- _GIVEN EXERCISE_
Please write out each of the rows below word for word, with nothing added or left out.

Location identification entries
▼▼▼

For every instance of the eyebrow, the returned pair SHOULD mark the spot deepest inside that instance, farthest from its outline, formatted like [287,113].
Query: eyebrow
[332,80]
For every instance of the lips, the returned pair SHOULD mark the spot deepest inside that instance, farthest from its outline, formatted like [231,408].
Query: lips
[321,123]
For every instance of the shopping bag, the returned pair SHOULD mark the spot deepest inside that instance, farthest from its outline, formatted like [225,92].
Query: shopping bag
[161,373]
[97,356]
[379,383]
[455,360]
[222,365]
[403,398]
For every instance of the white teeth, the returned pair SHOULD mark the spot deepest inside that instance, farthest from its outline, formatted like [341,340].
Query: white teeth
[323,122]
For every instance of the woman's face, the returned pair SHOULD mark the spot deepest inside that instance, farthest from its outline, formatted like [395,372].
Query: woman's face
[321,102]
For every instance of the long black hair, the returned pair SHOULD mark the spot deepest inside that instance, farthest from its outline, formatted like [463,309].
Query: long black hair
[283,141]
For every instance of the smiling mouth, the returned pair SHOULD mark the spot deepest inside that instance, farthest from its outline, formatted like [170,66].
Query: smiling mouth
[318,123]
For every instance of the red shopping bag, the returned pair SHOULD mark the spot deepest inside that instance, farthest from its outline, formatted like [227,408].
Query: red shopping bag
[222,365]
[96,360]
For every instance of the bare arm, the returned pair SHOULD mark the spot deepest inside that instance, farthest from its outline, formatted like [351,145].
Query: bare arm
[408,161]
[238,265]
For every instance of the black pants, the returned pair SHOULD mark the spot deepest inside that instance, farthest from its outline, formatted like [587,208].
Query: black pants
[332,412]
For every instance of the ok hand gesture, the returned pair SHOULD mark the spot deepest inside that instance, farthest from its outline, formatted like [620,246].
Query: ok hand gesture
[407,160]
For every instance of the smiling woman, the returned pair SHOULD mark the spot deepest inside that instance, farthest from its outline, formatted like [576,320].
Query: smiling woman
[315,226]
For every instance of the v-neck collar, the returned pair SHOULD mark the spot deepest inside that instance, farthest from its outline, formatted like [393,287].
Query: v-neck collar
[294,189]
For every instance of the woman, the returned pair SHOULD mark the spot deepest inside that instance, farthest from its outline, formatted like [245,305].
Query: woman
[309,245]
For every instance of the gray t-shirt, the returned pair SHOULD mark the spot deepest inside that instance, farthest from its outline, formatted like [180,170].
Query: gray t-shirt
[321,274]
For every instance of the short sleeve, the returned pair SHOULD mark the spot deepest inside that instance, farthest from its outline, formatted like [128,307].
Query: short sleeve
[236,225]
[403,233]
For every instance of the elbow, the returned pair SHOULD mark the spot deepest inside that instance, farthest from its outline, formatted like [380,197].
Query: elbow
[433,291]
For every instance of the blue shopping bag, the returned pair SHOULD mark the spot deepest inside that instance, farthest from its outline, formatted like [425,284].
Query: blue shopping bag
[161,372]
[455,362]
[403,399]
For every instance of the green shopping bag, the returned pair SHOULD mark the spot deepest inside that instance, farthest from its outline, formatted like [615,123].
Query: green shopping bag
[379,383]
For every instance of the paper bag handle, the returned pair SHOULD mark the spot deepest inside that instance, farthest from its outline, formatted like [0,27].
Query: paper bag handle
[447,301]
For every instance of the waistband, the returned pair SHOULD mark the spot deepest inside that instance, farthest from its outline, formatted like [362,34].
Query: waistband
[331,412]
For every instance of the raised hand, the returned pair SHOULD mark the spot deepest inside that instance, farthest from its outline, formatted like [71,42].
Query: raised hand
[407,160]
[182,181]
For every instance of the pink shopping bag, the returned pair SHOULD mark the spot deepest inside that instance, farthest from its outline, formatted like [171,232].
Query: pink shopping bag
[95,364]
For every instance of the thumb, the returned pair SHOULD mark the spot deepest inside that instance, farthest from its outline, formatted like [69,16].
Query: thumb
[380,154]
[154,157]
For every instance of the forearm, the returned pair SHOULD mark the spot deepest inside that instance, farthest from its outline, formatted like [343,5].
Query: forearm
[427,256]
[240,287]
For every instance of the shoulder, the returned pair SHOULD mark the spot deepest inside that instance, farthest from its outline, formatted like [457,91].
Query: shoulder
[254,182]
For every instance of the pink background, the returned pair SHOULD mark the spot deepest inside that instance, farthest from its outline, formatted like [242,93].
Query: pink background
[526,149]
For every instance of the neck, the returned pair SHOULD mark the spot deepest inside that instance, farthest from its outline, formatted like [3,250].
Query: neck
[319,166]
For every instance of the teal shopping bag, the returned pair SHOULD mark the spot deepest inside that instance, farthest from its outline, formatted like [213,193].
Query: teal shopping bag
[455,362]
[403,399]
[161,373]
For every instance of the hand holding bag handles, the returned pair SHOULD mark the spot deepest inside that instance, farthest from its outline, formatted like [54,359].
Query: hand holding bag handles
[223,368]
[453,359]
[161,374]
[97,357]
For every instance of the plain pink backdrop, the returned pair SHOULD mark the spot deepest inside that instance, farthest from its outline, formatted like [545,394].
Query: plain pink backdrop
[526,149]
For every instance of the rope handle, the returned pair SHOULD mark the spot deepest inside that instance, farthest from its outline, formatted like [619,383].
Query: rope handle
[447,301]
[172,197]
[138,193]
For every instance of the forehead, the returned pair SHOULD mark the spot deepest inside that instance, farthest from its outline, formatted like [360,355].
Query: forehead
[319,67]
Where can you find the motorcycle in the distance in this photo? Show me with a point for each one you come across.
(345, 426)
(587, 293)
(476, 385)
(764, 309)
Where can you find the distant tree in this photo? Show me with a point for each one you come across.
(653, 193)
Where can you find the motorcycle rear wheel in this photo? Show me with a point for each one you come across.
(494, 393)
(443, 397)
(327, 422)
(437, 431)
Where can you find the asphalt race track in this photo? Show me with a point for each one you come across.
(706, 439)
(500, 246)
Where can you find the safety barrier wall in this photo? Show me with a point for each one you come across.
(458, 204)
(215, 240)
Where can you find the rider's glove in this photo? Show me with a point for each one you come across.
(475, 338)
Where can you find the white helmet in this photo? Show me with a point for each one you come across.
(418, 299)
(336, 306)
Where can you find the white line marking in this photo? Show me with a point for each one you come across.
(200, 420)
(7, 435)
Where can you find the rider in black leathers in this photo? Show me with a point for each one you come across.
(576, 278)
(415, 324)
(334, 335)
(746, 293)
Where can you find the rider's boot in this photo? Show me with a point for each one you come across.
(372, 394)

▲▲▲

- _RESPONSE FOR THIS EXERCISE_
For every instance of the eyebrow, the returned pair SHOULD mark the spot deepest inside that instance, farthest from its outline, formatted like [287,113].
Query: eyebrow
[332,80]
For every instance of the lips, the returned pair SHOULD mark the spot deepest inside that instance, farthest from its outline, formatted like [231,408].
Query: lips
[321,123]
For every instance of the shopping bag, the returned pair SHOULD mark the spot deepest inside that instance, farthest from its outline, formatted like [225,92].
Query: shopping bag
[161,373]
[97,356]
[379,383]
[455,360]
[222,365]
[403,398]
For every instance of the white teeth, the returned pair SHOULD mark the spot deepest inside that instance, farthest from its outline, formatted like [341,340].
Query: white teeth
[323,122]
For every instance of the woman's face, the returned pair SHOULD mark the spot deepest inside that instance, farthest from its outline, formatted like [395,372].
Query: woman's face
[321,102]
For every instance of the long black hair, the returned pair SHOULD mark the spot deepest inside that instance, farthest from its outline, formatted like [463,309].
Query: long black hair
[283,141]
For every instance of the smiling mouth, the returned pair SHOULD mark the spot deepest inside that instance, farthest from its outline, formatted like [170,66].
Query: smiling mouth
[318,123]
For every instance of the red shopping bag, the returned pair SHOULD mark the spot deepest inside that instance, farthest from its outline, formatted like [227,408].
Query: red shopping bag
[222,365]
[96,360]
For every instance of the bare arm, the returned pair SHOULD mark the spot deepest inside that instance, farthest from its outline, formatted like [351,145].
Query: bare arm
[408,161]
[238,265]
For every instance of the black pants, the returned pair SHOULD mark the spot deepest inside that instance, farthest from its outline, formatted like [587,208].
Query: black pants
[332,412]
For every instance of the ok hand gesture, the returned pair SHOULD mark the spot deepest inside that instance, farthest from its outline, formatted like [620,246].
Query: ok hand gesture
[407,160]
For every instance of the smiling woman, the returned pair SHOULD mark the spot deepest inside that instance, farthest from its outline, formatted like [576,320].
Query: smiling woman
[315,226]
For every instance of the v-neck collar, the returned pair SHOULD mark the spot deepest inside that instance, farthest from its outline, formatted like [393,287].
Query: v-neck collar
[294,189]
For every instance of the woman, the returned pair SHOULD mark the spot deepest inside that instance, farthest from its outline, formatted like [245,305].
Query: woman
[309,245]
For every instance of the gray t-shirt, the returned pair SHOULD mark the spot deepest inside that instance, farthest from its outline, formatted like [180,170].
Query: gray t-shirt
[321,274]
For every instance of the short sleeve, the returned pair SHOULD mark the spot deepest inside that instance, farthest from its outline, formatted like [128,307].
Query: short sleeve
[236,225]
[403,233]
For every instance of the elbow, the returned pair SHOULD mark the spot deepest inside that instance, farthest from its outline, formatted like [380,197].
Query: elbow
[433,291]
For every instance of the blue shopping bag, the returned pair SHOULD mark the spot deepest inside that instance, farthest from its outline, formatted like [425,284].
Query: blue shopping bag
[161,372]
[455,362]
[403,399]
For every instance of the green shopping bag, the returned pair SHOULD mark the spot deepest inside that instance, farthest from its outline, formatted like [615,123].
Query: green shopping bag
[379,383]
For every instance of the paper bag handle, the returned pair SHOULD mark the spot deepest inside that instance, farthest from its outline, formatted like [0,27].
Query: paper bag handle
[447,301]
For every instance of the waistband, the returned pair SHOULD mark the spot deepest inside that instance, farthest from its outline, formatted like [362,34].
Query: waistband
[331,412]
For every instance of the raised hand, the returned pair SHOULD mark the spot deepest inside that instance, farthest from its outline, formatted like [71,42].
Query: raised hand
[407,160]
[182,181]
For every instance of the pink shopping bag, the returned pair SHOULD mark the spot deepest inside that instance, farthest from its outline, formatted like [171,232].
Query: pink shopping bag
[95,364]
For every instance of the thumb, the returned pair SHOULD mark the spot deepest inside that instance, farthest from its outline, formatted like [69,16].
Query: thumb
[380,154]
[154,157]
For every instance of the forearm, the returned pair SHOULD mark the spot deepest inside that instance, farthest from its outline, formatted like [343,5].
Query: forearm
[427,256]
[240,287]
For every instance of the shoulder, the returned pair SHOULD mark the spot deepest inside that instance, farthest from its outline, formatted like [457,91].
Query: shoulder
[254,182]
For every instance of the pink background, the returned pair SHOULD mark the spot deepest inside that instance, farthest from its outline, formatted like [242,93].
Query: pink background
[526,149]
For every instance of the neck, the returned pair SHOULD mark the spot deepest inside that instance, farthest from its outline, formatted like [3,250].
Query: neck
[319,166]
For every instance of the teal shopping bag, the returned pair SHOULD mark the spot deepest inside that instance, farthest from its outline, formatted like [213,193].
Query: teal shopping bag
[455,362]
[403,399]
[161,373]
For every instance of the hand holding bag handles, the returned pair SHOULD mark the spot deepest inside that instance, farthest from its outline, formatted like [54,359].
Query: hand holding bag handles
[223,368]
[453,359]
[161,374]
[97,357]
For every instance of the plain pink backdrop, the returned pair SHOULD mark the spot deepest inside that instance, farthest from its outline, formatted like [545,394].
Query: plain pink backdrop
[526,149]
For every instance of the rope handle, the returned pair SHOULD mark the spot deepest inside that instance, farthest from its outline, formatted like [619,383].
Query: rope handle
[447,301]
[172,197]
[138,193]
For every instance of the forehead, the returned pair SHOULD mark the spot deepest inside that instance, farthest from its outline, formatted like [360,355].
Query: forehead
[319,67]
Where can you find the motorcycle in the distance in this photo? Show me with a point for each one you come across.
(345, 426)
(587, 293)
(476, 385)
(764, 309)
Where can you find the distant tree in this photo? Show me with a point for each one you come across.
(653, 193)
Where can you find the motorcycle rear wheel in this photo? Show me with a point for each one you come across.
(494, 393)
(443, 397)
(327, 422)
(437, 431)
Where can you find the asphalt race track in this photo? Show me with a point for each one you come across.
(706, 439)
(500, 246)
Where can you find the safety barrier wall in this photo? Show me with a point for each one you come across.
(458, 204)
(215, 240)
Where can you find the rider's glove in this photo? Show me with a point for each one you come across.
(475, 338)
Where can you find the white helmet in this photo? Show me with a point for each one you come across.
(418, 299)
(336, 306)
Where can you find the white line marking in this photo? Show me with a point for each one you come across.
(200, 420)
(7, 435)
Where can you find the rider in black leathers in this photo? Show me with a point for each one you come across.
(576, 278)
(415, 324)
(334, 335)
(746, 293)
Where can you find the rider's boot in this photo? Show me with a point for each one you come across.
(372, 394)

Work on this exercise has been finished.